■ **WRITTEN PROBLEM**
Lay out the lines of the data below as a numbered list, leaving out any blank lines.

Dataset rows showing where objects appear
--------
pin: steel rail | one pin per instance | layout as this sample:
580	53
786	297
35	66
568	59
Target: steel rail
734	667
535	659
--------
■ **RESPONSE TO THE TASK**
1. pin: steel rail | one pin per instance | layout as this sample:
2. 580	53
3. 786	297
4. 35	66
5. 568	59
6. Target: steel rail
7. 734	667
8. 535	659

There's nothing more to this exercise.